*** Block opens ***
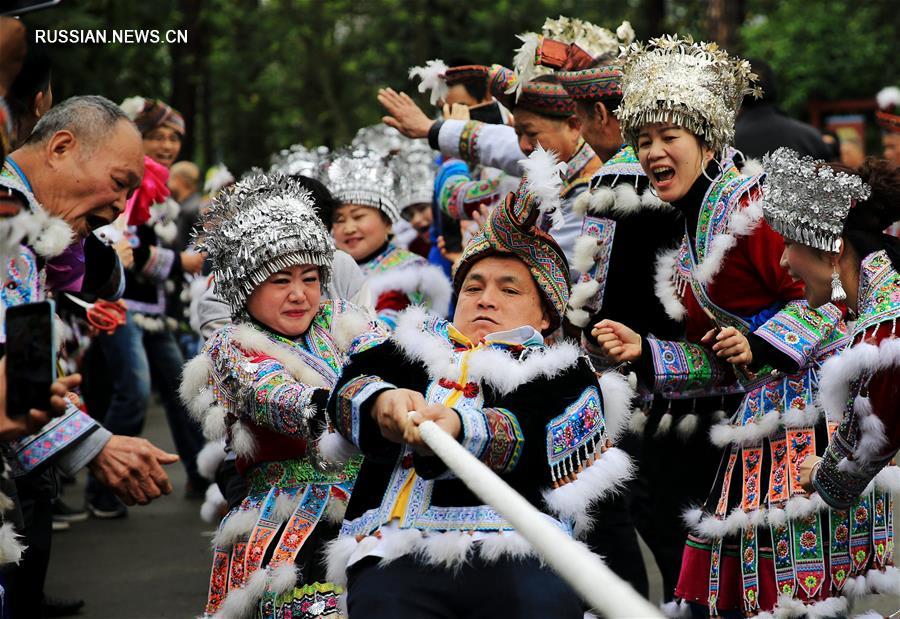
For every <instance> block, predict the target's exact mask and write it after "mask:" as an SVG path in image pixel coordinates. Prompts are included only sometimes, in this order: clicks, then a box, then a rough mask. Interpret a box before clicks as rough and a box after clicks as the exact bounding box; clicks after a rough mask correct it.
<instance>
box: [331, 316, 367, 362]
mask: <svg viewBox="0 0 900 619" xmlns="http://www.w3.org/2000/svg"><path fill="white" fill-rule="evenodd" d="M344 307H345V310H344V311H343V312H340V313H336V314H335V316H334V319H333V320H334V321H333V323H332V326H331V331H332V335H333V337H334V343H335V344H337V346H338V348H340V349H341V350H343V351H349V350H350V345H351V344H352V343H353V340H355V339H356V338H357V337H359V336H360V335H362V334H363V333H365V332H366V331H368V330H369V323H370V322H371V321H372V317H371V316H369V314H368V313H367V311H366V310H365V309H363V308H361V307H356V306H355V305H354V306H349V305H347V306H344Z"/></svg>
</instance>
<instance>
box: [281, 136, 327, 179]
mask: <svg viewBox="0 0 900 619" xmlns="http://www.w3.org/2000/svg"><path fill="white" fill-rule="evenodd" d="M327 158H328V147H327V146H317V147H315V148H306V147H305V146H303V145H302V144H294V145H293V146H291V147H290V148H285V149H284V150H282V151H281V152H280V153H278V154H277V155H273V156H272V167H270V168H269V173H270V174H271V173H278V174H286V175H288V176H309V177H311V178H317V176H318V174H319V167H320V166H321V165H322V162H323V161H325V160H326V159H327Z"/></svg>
*** Block closes ***
*** Block opens ***
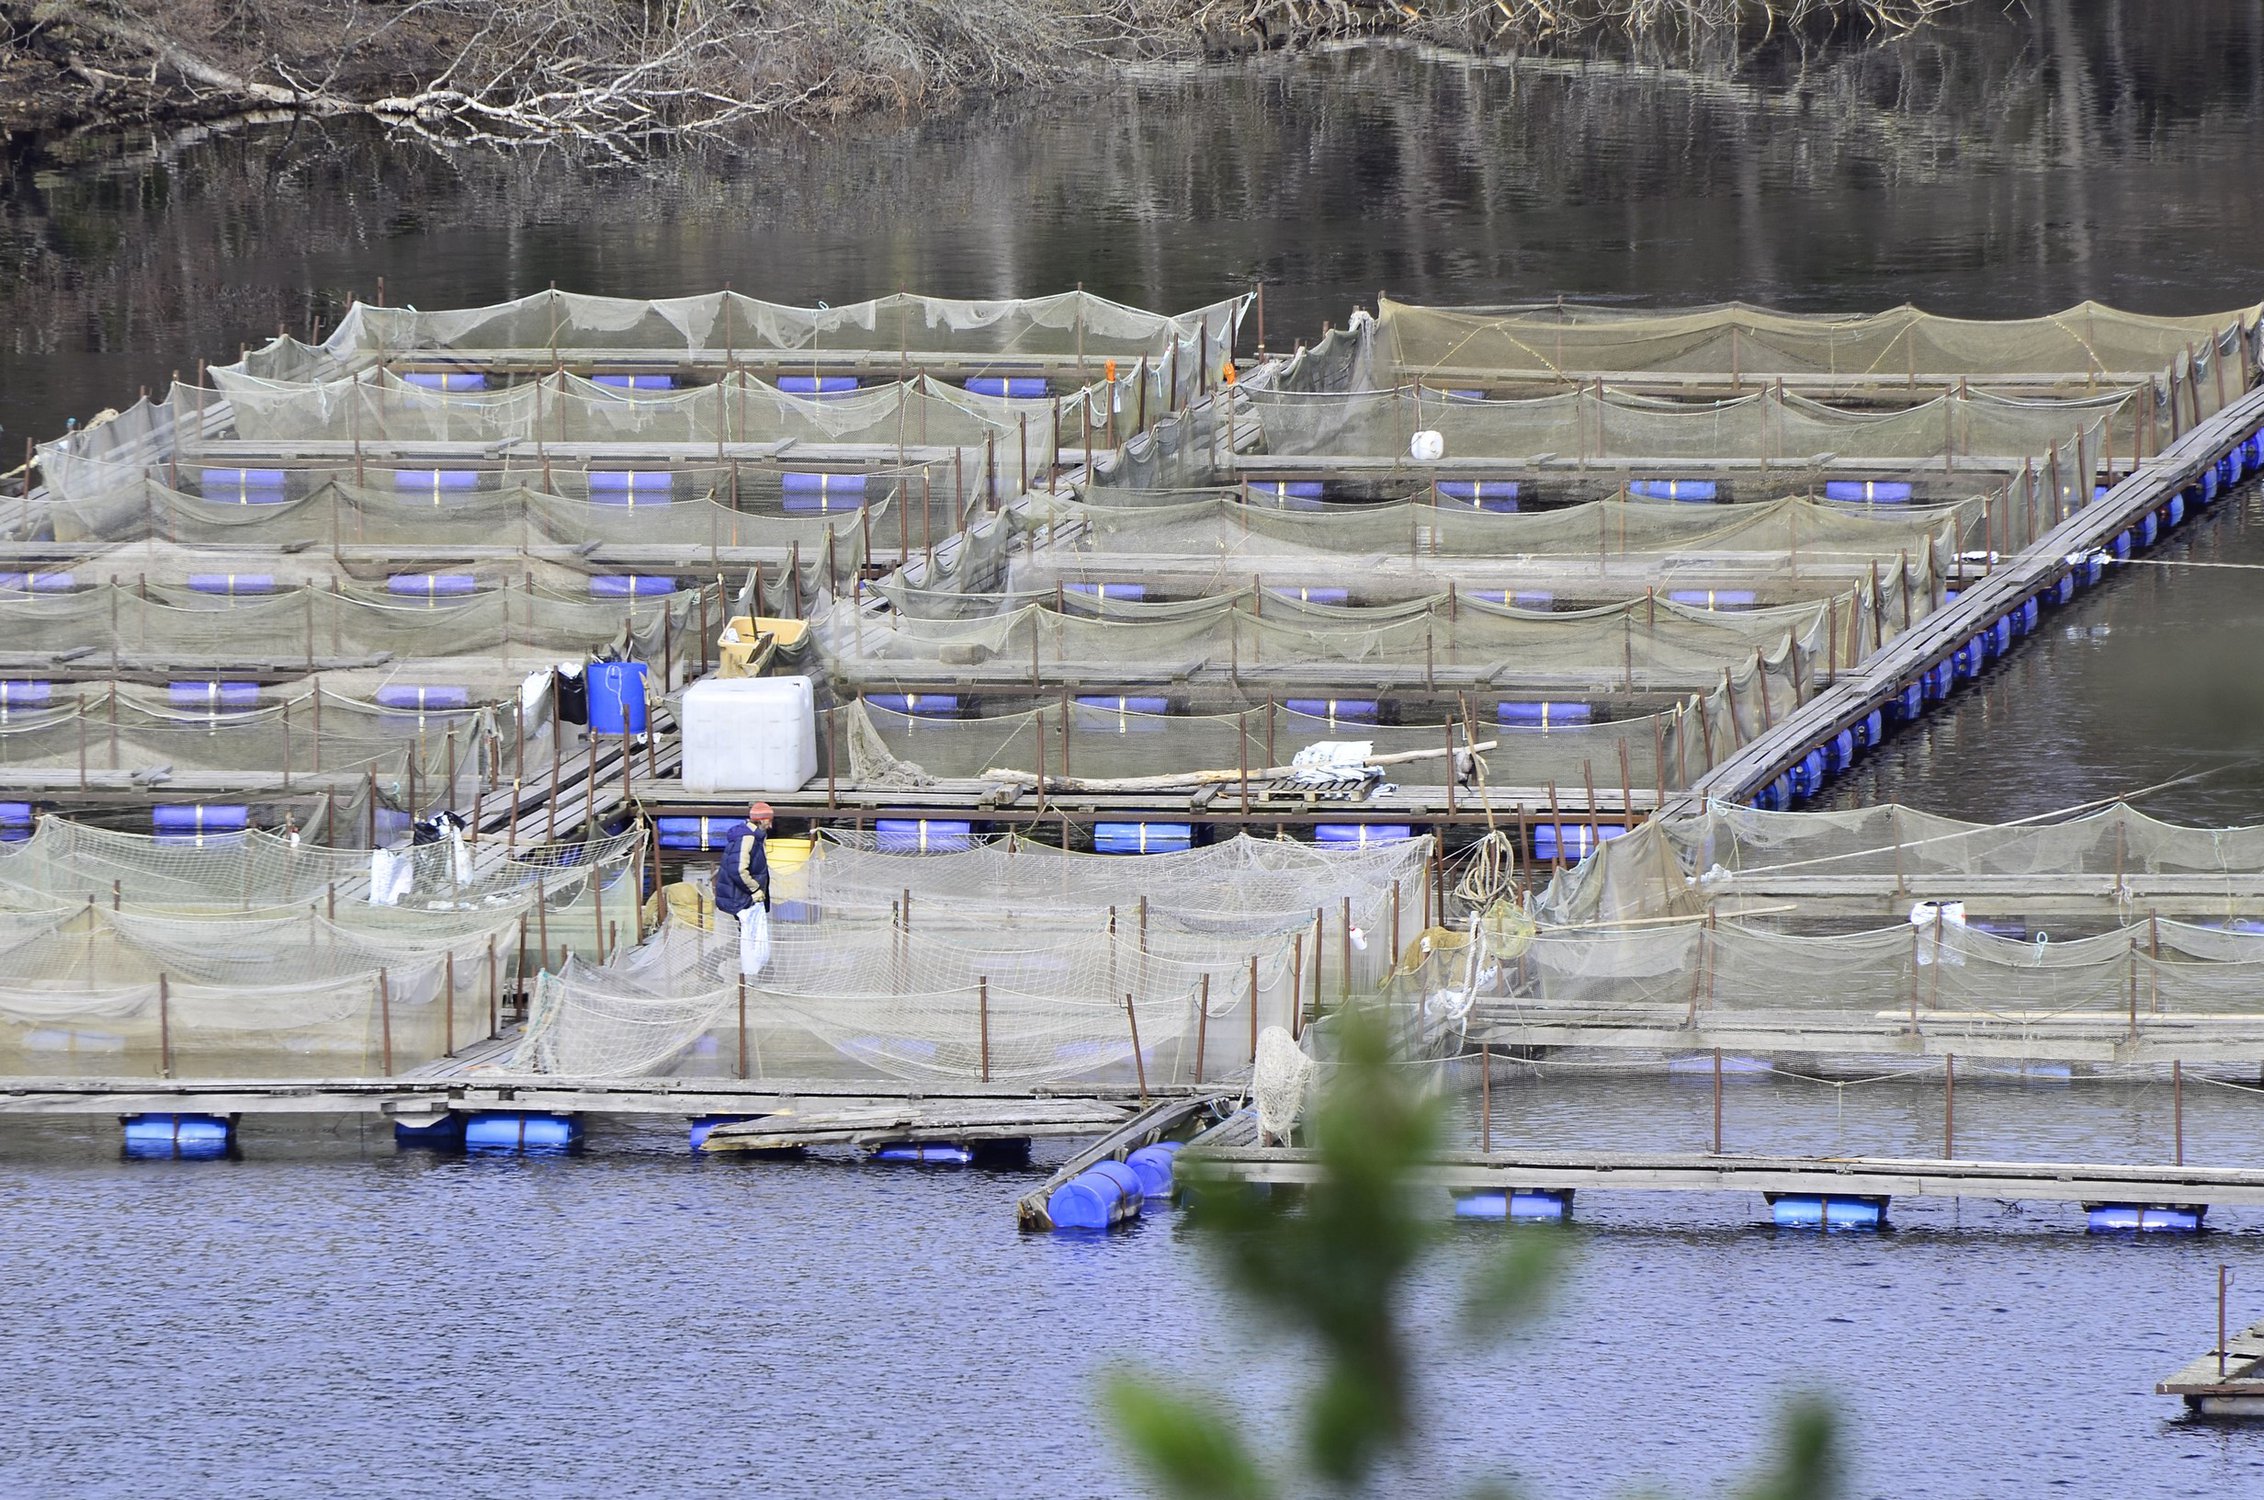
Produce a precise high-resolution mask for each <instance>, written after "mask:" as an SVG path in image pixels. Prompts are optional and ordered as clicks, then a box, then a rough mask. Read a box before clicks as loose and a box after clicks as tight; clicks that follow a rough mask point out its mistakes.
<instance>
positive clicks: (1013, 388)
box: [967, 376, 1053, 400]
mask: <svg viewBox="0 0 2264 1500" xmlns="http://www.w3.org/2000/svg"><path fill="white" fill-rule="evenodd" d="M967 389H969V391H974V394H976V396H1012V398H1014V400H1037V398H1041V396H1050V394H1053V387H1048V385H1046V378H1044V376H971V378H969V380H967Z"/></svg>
*** Block closes ***
◆ Assigned task:
Please copy out the records verbatim, from the line holding "Produce a precise" through the line holding "box: [967, 376, 1053, 400]", with both of those lines included.

◆ Answer for the task:
Produce a precise high-resolution mask for each <instance>, written after "mask:" as an SVG path in image pixels. Prompts are optional and ordered as clicks, then a box, then a rough mask. Read a box before clicks as loose and a box after clicks as tight; clicks that follow a rough mask point out its mistakes.
<instance>
positive clicks: (1013, 388)
box: [967, 376, 1053, 400]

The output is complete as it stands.